#### [Problem]
Find the line with "Find the forested", then retype it and each later line through the last, exactly. Leave out pictures.

#### [Records provided]
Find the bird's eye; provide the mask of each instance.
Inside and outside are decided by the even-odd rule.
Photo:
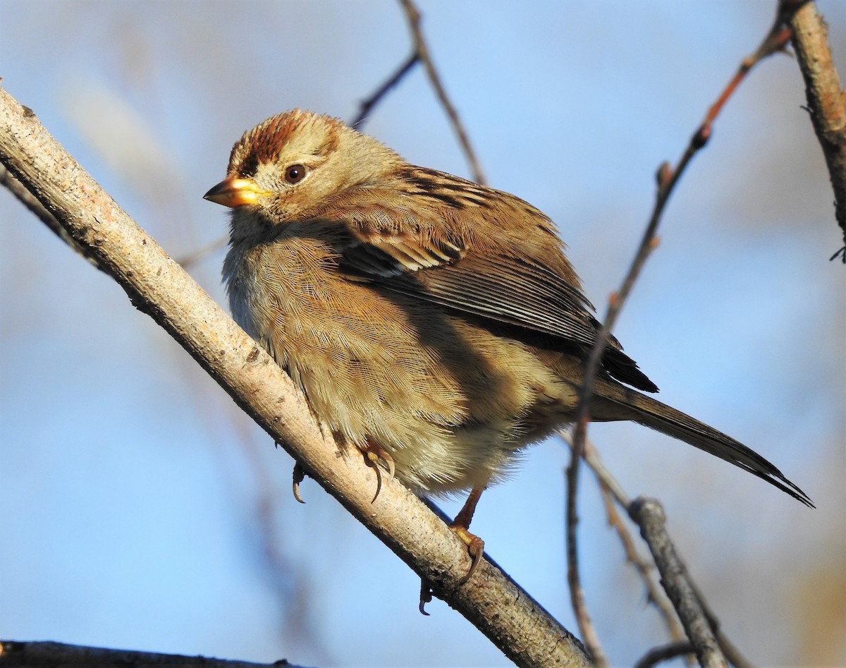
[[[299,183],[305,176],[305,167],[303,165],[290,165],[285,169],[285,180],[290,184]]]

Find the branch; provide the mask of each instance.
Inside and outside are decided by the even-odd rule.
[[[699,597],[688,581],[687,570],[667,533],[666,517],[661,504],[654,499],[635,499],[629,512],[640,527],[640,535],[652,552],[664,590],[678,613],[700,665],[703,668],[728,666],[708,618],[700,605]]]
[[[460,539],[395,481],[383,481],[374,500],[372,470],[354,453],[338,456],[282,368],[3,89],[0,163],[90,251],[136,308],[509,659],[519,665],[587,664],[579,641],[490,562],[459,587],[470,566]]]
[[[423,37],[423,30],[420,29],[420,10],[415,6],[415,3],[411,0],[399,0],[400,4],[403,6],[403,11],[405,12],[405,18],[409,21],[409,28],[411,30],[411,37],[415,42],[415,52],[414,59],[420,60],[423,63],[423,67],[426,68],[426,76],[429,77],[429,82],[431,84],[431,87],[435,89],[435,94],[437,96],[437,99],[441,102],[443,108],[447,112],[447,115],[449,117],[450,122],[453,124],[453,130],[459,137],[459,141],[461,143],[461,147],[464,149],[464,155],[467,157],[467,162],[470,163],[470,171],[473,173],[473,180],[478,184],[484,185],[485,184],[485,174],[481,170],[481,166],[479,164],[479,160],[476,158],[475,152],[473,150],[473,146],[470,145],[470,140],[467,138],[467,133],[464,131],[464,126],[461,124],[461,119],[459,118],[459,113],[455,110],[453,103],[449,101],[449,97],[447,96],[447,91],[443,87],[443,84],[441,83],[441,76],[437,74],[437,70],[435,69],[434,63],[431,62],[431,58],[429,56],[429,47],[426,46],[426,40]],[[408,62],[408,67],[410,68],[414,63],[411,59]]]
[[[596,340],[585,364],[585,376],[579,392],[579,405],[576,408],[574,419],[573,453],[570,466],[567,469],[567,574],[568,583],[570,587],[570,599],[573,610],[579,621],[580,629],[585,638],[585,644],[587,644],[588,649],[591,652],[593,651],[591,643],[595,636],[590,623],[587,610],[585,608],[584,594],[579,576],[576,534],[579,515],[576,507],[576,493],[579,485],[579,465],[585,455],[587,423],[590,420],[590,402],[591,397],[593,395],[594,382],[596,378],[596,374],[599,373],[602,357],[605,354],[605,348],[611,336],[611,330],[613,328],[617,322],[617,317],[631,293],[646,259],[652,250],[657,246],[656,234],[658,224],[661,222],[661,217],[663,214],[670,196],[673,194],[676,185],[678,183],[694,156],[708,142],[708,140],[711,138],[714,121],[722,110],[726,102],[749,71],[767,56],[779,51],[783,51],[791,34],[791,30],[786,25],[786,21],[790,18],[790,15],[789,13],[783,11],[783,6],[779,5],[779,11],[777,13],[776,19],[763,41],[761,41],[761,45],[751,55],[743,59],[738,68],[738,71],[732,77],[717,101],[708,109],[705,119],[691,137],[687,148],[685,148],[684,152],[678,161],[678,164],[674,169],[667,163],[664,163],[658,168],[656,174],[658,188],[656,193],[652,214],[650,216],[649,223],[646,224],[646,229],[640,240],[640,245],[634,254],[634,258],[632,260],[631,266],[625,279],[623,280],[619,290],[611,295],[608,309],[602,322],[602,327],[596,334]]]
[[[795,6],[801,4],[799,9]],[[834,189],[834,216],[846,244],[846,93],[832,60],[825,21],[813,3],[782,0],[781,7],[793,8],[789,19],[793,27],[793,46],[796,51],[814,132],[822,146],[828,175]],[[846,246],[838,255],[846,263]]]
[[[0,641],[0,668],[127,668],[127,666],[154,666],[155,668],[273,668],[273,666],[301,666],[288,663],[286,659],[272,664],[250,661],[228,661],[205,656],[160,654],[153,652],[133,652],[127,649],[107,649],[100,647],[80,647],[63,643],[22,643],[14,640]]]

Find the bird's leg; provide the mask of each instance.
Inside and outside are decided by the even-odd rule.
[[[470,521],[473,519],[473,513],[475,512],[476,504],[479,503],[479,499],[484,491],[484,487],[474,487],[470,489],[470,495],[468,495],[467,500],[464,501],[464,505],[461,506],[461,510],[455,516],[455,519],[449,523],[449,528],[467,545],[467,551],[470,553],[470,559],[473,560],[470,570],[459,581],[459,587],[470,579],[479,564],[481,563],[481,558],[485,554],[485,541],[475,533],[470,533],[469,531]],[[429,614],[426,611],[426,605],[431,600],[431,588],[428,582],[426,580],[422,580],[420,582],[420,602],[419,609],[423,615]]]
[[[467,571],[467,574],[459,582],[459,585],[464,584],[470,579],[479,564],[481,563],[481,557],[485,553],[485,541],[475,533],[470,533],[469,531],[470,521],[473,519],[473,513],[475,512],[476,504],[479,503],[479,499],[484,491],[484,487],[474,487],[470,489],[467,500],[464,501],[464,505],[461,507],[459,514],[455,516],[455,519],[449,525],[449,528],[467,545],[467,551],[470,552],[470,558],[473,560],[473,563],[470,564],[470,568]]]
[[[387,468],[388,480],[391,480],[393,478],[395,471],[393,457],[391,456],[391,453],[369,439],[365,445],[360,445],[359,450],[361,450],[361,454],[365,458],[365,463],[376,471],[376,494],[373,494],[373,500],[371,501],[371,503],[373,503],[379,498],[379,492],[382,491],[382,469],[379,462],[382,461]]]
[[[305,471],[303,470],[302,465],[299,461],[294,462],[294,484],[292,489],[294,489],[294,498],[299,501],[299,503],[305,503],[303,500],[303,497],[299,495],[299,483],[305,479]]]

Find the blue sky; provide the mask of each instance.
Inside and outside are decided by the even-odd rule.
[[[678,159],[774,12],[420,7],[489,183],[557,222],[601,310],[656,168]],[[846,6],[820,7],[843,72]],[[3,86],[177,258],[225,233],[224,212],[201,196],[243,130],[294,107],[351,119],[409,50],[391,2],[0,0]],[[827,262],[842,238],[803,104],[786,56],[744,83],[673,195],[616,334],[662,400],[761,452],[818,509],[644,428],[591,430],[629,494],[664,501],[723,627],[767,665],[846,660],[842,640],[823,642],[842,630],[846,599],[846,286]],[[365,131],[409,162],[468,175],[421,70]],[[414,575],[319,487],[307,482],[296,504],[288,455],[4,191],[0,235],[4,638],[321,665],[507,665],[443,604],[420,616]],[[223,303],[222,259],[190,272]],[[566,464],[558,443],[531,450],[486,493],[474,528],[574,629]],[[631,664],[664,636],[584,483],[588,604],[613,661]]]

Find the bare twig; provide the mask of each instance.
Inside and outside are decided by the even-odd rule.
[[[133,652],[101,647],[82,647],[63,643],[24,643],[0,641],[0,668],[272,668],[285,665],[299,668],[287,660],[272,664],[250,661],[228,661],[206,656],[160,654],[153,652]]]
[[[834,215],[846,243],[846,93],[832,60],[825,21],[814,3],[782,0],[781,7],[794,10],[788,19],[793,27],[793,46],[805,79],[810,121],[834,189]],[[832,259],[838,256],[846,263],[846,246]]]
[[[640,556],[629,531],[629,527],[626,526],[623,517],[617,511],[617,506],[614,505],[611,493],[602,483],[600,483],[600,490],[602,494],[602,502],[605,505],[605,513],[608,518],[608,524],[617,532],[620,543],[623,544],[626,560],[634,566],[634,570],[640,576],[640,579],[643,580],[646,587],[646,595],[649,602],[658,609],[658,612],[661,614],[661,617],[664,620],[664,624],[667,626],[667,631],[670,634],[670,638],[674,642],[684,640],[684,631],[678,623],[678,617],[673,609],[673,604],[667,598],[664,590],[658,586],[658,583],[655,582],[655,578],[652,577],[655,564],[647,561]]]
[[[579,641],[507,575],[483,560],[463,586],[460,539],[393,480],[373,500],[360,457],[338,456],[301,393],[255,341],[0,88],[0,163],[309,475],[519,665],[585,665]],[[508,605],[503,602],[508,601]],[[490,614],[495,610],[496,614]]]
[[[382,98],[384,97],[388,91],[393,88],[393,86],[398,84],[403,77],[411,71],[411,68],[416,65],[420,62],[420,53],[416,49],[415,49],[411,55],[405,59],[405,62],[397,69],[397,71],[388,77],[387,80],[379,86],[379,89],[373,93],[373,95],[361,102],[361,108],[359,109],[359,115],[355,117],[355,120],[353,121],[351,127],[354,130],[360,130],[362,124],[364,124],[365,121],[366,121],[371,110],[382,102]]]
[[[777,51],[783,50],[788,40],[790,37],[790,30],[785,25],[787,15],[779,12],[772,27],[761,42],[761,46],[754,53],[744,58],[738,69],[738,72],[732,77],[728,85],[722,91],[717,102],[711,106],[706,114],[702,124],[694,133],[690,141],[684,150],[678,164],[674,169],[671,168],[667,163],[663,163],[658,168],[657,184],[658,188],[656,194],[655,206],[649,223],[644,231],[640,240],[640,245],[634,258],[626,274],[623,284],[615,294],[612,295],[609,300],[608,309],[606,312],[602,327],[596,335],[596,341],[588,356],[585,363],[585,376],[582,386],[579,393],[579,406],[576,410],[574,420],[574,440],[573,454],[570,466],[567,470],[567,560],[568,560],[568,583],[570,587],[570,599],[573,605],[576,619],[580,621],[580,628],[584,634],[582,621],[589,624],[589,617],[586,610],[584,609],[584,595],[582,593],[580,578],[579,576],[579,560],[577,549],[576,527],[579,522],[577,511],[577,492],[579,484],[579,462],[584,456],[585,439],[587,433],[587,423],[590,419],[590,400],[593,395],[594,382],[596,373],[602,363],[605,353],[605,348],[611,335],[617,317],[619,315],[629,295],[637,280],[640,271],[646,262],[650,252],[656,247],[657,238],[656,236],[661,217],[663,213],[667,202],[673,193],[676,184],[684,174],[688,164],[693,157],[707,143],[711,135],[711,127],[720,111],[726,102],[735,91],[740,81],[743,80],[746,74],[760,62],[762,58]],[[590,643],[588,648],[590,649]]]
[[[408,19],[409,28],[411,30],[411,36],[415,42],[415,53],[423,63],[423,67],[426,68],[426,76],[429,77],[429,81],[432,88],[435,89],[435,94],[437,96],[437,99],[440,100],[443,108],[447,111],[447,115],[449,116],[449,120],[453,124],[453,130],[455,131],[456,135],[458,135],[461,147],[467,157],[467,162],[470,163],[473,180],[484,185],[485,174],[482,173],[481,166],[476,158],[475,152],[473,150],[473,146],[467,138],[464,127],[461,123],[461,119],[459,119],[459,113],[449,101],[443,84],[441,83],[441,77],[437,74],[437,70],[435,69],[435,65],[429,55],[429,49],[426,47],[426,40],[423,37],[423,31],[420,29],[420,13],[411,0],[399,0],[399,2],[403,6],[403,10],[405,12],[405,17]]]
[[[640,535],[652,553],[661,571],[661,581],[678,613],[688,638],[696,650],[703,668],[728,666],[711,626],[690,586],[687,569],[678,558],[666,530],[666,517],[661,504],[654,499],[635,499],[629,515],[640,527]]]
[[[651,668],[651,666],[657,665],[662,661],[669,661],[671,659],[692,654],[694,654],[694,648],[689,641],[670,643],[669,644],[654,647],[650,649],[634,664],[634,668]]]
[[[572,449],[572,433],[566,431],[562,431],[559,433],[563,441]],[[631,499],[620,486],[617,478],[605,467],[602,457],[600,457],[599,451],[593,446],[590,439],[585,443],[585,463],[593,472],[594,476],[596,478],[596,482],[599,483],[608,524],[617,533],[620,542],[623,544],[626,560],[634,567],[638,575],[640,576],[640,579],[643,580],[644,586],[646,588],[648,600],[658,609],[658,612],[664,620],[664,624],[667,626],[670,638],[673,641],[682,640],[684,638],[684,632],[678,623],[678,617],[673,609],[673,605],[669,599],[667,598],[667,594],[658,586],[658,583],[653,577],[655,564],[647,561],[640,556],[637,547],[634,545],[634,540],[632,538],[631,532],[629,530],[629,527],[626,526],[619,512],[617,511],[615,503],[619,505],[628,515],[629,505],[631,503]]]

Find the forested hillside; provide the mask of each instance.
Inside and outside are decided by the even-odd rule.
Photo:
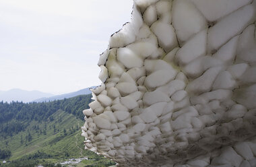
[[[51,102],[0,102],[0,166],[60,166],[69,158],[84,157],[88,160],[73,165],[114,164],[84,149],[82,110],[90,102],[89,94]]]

#### [Solution to the problem]
Find the forested hillside; provide the mask of each instance.
Inside and outside are decided by the even-odd rule.
Photo:
[[[51,102],[0,102],[0,166],[60,166],[69,158],[84,157],[88,160],[73,165],[114,164],[84,149],[82,110],[90,102],[89,94]]]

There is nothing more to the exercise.